Set out as a numbered list the lines of the listing from the line that contains "Find the yellow" through the final line of the listing, both included, and omit any blank lines.

++++++++++

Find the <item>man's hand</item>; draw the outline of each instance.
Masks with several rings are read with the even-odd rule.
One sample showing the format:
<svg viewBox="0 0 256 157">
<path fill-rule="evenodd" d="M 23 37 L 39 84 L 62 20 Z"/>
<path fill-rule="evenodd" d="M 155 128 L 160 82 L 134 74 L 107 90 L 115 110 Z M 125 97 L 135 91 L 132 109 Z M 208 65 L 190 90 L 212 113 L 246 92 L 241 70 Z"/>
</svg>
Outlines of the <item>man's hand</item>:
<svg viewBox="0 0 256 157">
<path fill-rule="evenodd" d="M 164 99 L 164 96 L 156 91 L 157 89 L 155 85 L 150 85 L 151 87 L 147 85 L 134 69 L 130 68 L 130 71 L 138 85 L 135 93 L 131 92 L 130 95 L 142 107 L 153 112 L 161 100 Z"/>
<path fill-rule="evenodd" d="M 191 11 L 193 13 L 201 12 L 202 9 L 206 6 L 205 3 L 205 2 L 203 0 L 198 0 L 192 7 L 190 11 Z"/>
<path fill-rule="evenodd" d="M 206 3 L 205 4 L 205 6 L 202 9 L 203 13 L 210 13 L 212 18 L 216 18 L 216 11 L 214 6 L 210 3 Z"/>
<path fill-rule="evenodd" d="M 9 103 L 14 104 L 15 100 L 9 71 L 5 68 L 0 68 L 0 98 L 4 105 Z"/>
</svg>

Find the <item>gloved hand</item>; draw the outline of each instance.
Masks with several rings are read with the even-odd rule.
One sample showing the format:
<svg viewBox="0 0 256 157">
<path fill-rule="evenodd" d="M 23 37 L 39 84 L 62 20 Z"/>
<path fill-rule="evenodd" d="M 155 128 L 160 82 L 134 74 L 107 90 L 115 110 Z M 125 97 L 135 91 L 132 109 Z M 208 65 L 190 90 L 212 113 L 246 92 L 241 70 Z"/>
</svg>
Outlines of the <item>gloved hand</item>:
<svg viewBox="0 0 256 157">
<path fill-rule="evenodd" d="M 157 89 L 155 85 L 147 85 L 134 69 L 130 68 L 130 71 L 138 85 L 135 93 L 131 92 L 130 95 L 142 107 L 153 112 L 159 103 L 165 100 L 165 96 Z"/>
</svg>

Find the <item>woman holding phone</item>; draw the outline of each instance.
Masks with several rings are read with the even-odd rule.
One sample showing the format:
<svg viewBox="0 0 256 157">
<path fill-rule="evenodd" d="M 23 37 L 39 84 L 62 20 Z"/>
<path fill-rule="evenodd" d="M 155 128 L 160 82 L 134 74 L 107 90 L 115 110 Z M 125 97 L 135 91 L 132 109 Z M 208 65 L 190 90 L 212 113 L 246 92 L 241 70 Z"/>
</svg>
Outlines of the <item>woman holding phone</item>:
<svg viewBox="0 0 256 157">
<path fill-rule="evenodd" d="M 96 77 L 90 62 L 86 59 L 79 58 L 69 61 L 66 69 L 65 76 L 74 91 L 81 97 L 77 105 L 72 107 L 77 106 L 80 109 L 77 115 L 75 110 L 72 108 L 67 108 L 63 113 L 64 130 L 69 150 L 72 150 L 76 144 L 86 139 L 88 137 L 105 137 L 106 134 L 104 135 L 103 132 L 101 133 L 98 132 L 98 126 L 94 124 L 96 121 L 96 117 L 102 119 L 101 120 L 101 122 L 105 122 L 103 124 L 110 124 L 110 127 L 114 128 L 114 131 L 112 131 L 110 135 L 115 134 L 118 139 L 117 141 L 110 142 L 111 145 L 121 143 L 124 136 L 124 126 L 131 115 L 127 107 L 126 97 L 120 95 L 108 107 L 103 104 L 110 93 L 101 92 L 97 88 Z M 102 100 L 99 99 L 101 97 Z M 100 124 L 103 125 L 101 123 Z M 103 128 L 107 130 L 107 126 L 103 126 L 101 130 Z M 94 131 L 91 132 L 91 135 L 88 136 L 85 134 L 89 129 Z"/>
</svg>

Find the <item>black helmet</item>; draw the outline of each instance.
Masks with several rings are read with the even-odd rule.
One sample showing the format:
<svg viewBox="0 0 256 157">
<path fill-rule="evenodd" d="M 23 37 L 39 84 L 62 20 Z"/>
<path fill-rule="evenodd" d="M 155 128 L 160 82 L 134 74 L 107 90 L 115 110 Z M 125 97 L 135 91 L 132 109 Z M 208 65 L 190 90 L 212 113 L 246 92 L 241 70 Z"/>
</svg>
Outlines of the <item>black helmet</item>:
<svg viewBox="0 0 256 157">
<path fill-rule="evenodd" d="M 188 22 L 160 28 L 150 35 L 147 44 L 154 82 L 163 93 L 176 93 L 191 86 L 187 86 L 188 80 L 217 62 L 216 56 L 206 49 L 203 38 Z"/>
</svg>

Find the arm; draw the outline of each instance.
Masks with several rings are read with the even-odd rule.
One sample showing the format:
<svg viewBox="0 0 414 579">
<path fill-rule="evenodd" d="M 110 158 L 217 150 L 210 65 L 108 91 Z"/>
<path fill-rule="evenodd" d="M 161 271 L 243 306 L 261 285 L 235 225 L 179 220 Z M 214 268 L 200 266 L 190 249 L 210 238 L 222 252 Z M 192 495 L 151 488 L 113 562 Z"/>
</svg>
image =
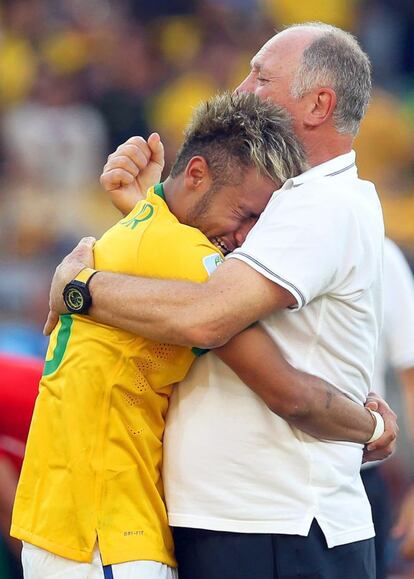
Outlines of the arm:
<svg viewBox="0 0 414 579">
<path fill-rule="evenodd" d="M 293 368 L 263 327 L 248 328 L 215 353 L 292 426 L 327 440 L 364 444 L 371 437 L 371 413 L 325 380 Z"/>
<path fill-rule="evenodd" d="M 164 147 L 158 133 L 152 133 L 148 141 L 131 137 L 109 155 L 101 185 L 113 205 L 127 215 L 147 190 L 159 182 L 163 167 Z"/>
<path fill-rule="evenodd" d="M 93 242 L 82 240 L 56 269 L 53 312 L 65 312 L 63 288 L 83 267 L 93 267 Z M 200 348 L 221 346 L 256 320 L 295 304 L 290 292 L 236 259 L 223 263 L 203 284 L 99 272 L 89 288 L 94 320 L 153 340 Z M 45 333 L 51 329 L 50 317 Z"/>
</svg>

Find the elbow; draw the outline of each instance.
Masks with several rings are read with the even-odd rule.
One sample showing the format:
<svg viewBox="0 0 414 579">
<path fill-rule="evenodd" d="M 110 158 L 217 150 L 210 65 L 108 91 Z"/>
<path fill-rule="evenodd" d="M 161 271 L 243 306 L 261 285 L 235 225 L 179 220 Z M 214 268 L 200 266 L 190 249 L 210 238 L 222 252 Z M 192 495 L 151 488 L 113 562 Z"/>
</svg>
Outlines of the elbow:
<svg viewBox="0 0 414 579">
<path fill-rule="evenodd" d="M 308 418 L 311 413 L 311 405 L 301 392 L 290 396 L 272 396 L 266 403 L 272 412 L 292 424 Z"/>
<path fill-rule="evenodd" d="M 185 342 L 187 345 L 201 348 L 203 350 L 213 350 L 226 344 L 232 336 L 216 323 L 201 323 L 188 326 L 185 330 Z"/>
</svg>

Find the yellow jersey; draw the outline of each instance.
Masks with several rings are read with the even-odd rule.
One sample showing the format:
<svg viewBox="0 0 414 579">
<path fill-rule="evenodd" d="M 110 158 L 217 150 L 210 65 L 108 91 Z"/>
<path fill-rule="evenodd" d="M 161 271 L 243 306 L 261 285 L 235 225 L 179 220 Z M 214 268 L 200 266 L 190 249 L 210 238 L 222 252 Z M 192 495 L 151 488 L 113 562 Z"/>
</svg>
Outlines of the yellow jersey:
<svg viewBox="0 0 414 579">
<path fill-rule="evenodd" d="M 95 245 L 100 270 L 206 281 L 222 256 L 169 211 L 162 185 Z M 195 353 L 63 315 L 51 335 L 11 534 L 87 562 L 175 565 L 161 479 L 172 385 Z"/>
</svg>

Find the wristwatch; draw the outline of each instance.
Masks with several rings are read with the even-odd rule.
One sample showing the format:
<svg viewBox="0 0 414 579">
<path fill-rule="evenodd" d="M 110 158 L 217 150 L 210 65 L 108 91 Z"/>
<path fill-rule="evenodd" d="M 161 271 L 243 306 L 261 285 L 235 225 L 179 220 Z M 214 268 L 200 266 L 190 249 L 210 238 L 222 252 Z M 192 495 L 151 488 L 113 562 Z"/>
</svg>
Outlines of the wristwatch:
<svg viewBox="0 0 414 579">
<path fill-rule="evenodd" d="M 66 284 L 63 290 L 63 301 L 71 314 L 87 314 L 89 312 L 92 305 L 89 283 L 96 273 L 98 273 L 96 269 L 85 267 L 72 281 Z"/>
</svg>

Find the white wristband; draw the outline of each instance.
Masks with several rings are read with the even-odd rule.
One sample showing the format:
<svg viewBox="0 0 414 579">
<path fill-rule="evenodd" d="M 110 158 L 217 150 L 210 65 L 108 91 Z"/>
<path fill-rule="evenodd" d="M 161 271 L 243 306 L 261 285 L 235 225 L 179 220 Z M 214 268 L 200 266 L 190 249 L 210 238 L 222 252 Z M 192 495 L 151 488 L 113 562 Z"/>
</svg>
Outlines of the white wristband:
<svg viewBox="0 0 414 579">
<path fill-rule="evenodd" d="M 375 442 L 376 440 L 381 438 L 381 436 L 384 434 L 385 424 L 384 424 L 384 419 L 379 412 L 375 412 L 374 410 L 371 410 L 370 408 L 367 408 L 367 410 L 369 410 L 371 412 L 372 416 L 375 418 L 374 432 L 372 433 L 371 438 L 369 440 L 367 440 L 367 442 L 365 443 L 365 444 L 371 444 L 371 442 Z"/>
</svg>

++++++++++

Written response >>
1. Find the yellow jersey; draw the outline of each instance.
2. Masks with several rings are read with the even-odd rule.
3. One sample showing the format:
4. <svg viewBox="0 0 414 579">
5. <path fill-rule="evenodd" d="M 110 158 L 217 150 L 210 65 L 108 91 Z"/>
6. <path fill-rule="evenodd" d="M 161 271 L 243 306 L 261 285 L 235 225 L 179 220 Z M 214 268 L 200 266 L 190 249 L 210 238 L 222 252 Z M 192 495 L 151 488 L 113 562 Z"/>
7. </svg>
8. Outlines of the yellow jersey:
9. <svg viewBox="0 0 414 579">
10. <path fill-rule="evenodd" d="M 95 245 L 100 270 L 206 281 L 222 256 L 169 211 L 162 185 Z M 195 353 L 63 315 L 51 335 L 11 534 L 87 562 L 175 565 L 161 479 L 172 385 Z"/>
11. </svg>
12. Find the wristwatch; draw the outline of each instance.
13. Masks with several rings are read with the even-odd rule.
14. One sample showing the format:
15. <svg viewBox="0 0 414 579">
16. <path fill-rule="evenodd" d="M 110 158 L 217 150 L 210 65 L 108 91 Z"/>
17. <path fill-rule="evenodd" d="M 161 271 L 243 306 L 261 285 L 235 225 L 179 220 Z M 214 268 L 200 266 L 190 249 L 210 238 L 222 252 Z M 192 495 L 151 488 L 113 562 Z"/>
18. </svg>
19. Outlines of the wristwatch:
20. <svg viewBox="0 0 414 579">
21. <path fill-rule="evenodd" d="M 66 284 L 63 290 L 63 301 L 71 314 L 87 314 L 89 312 L 92 305 L 89 283 L 96 273 L 98 273 L 96 269 L 85 267 L 72 281 Z"/>
22. </svg>
23. Find the white wristband; draw the outline of each instance.
24. Masks with several rings are read with the even-odd rule.
25. One sample showing the format:
26. <svg viewBox="0 0 414 579">
27. <path fill-rule="evenodd" d="M 110 158 L 217 150 L 210 65 L 108 91 Z"/>
28. <path fill-rule="evenodd" d="M 161 271 L 243 306 L 261 285 L 235 225 L 179 220 Z M 214 268 L 200 266 L 190 249 L 210 238 L 222 252 Z M 192 495 L 151 488 L 113 562 Z"/>
29. </svg>
30. Outlines of the white wristband:
31. <svg viewBox="0 0 414 579">
32. <path fill-rule="evenodd" d="M 375 442 L 376 440 L 381 438 L 381 436 L 384 434 L 385 424 L 384 424 L 384 419 L 379 412 L 375 412 L 374 410 L 371 410 L 370 408 L 367 408 L 367 410 L 369 410 L 371 412 L 372 416 L 375 418 L 374 432 L 372 433 L 371 438 L 369 440 L 367 440 L 367 442 L 365 443 L 365 444 L 371 444 L 371 442 Z"/>
33. </svg>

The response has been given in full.